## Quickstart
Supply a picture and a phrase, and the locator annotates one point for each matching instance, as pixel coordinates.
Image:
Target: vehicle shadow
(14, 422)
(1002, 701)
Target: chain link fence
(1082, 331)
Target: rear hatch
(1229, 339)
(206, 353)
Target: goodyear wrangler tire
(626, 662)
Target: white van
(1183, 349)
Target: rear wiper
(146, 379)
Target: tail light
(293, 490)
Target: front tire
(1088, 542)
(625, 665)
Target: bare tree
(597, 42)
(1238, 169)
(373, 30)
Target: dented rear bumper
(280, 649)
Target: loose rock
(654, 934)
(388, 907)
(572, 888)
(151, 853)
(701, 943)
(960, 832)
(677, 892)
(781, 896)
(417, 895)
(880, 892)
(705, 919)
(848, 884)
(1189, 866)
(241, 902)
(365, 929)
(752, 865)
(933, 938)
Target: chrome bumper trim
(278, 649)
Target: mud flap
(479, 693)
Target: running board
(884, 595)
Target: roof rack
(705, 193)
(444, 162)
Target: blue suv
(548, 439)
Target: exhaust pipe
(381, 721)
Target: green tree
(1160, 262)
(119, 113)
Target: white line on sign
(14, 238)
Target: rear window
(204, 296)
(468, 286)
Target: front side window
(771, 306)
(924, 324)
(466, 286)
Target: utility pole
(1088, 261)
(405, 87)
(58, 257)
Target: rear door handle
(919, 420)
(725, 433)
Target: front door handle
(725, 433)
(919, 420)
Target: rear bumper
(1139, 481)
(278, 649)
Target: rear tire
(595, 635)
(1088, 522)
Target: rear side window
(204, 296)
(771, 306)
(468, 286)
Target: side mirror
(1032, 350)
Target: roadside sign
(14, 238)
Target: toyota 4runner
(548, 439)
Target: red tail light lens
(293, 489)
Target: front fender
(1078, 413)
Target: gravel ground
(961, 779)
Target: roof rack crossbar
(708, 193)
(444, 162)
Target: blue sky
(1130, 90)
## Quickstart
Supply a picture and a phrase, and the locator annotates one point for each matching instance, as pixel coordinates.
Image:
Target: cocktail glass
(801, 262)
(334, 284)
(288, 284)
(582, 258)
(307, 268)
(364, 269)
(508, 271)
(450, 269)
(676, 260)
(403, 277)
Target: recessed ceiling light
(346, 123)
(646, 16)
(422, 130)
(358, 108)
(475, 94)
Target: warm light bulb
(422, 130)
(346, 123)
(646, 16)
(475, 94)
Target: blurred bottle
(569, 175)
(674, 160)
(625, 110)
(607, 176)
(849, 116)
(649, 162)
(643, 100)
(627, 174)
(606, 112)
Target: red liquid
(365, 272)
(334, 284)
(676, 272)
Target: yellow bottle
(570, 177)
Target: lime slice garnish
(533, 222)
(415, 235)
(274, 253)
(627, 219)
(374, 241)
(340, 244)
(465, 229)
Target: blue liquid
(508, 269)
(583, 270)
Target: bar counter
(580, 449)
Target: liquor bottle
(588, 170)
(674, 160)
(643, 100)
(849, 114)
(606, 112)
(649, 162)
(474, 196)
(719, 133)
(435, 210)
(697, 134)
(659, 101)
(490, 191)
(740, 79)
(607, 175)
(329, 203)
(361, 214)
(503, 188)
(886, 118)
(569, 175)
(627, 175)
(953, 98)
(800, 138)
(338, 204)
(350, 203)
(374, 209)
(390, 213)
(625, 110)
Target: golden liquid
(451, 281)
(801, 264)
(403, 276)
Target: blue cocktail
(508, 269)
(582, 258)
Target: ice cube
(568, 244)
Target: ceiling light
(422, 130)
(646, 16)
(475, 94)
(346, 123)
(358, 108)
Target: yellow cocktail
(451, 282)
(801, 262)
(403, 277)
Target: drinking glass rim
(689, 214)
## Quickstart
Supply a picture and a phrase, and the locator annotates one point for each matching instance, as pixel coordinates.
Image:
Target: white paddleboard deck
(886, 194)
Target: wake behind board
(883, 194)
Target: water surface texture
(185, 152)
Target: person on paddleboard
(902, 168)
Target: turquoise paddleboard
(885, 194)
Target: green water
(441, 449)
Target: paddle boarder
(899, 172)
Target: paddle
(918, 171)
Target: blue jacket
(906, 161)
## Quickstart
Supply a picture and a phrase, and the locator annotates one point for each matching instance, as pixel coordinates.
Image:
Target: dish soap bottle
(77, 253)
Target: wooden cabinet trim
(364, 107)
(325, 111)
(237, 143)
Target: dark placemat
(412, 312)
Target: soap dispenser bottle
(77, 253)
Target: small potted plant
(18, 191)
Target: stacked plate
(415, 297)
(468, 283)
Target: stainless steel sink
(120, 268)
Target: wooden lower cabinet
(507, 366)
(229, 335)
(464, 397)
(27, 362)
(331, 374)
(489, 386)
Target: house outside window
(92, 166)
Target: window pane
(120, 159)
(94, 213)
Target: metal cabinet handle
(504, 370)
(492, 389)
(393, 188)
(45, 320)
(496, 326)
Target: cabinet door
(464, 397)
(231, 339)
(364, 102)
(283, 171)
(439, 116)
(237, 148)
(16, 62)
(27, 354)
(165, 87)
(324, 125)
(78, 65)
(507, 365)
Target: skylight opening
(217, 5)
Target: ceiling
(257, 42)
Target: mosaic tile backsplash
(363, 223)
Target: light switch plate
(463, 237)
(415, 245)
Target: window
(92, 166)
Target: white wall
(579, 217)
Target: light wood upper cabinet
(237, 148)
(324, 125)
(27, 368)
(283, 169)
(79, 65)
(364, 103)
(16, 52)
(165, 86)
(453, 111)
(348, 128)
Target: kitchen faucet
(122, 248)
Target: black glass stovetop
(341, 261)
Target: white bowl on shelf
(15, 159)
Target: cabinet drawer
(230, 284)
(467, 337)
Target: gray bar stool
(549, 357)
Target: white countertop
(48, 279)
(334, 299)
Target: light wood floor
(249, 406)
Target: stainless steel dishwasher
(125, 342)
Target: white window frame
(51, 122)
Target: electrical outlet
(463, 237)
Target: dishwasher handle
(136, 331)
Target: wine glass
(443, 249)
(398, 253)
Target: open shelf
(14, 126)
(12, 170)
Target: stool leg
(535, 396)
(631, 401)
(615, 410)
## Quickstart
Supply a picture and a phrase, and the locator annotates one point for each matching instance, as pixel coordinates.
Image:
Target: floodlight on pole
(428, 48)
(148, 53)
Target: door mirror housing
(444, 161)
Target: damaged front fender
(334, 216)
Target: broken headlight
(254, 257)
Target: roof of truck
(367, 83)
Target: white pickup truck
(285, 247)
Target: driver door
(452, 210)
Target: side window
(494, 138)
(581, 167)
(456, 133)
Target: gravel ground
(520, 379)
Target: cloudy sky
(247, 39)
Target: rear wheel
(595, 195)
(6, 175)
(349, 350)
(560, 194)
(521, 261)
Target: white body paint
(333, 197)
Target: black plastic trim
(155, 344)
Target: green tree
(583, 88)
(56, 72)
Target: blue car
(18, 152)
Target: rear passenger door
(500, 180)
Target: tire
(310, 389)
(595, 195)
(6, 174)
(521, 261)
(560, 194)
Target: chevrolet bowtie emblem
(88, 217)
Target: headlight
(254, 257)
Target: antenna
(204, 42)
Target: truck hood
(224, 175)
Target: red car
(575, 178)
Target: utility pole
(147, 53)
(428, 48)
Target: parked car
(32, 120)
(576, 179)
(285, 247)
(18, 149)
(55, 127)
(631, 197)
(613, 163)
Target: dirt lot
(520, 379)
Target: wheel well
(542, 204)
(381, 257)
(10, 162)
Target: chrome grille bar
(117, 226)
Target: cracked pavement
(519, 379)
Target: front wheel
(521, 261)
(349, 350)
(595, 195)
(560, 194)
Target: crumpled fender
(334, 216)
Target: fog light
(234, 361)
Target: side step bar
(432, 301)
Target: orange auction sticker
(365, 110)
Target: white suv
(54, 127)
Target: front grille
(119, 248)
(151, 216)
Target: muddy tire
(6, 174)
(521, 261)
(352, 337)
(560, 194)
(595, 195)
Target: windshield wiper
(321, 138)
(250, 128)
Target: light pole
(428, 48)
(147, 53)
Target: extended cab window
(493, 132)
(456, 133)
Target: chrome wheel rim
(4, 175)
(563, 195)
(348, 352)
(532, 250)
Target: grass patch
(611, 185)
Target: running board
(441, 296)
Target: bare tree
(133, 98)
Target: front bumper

→ **What the exercise asks**: Only the lines from the one containing "Target: muddy tire" through the last line of the records belong in the answer, each written out exactly.

→ **Result of the exercise**:
Target: muddy tire
(6, 174)
(521, 261)
(352, 337)
(560, 194)
(595, 195)
Target: windshield wiper
(321, 138)
(250, 128)
Target: light pole
(428, 48)
(147, 53)
Target: extended cab window
(493, 132)
(456, 133)
Target: chrome wheel rim
(4, 175)
(563, 195)
(348, 352)
(532, 250)
Target: grass patch
(611, 185)
Target: running board
(441, 296)
Target: bare tree
(133, 98)
Target: front bumper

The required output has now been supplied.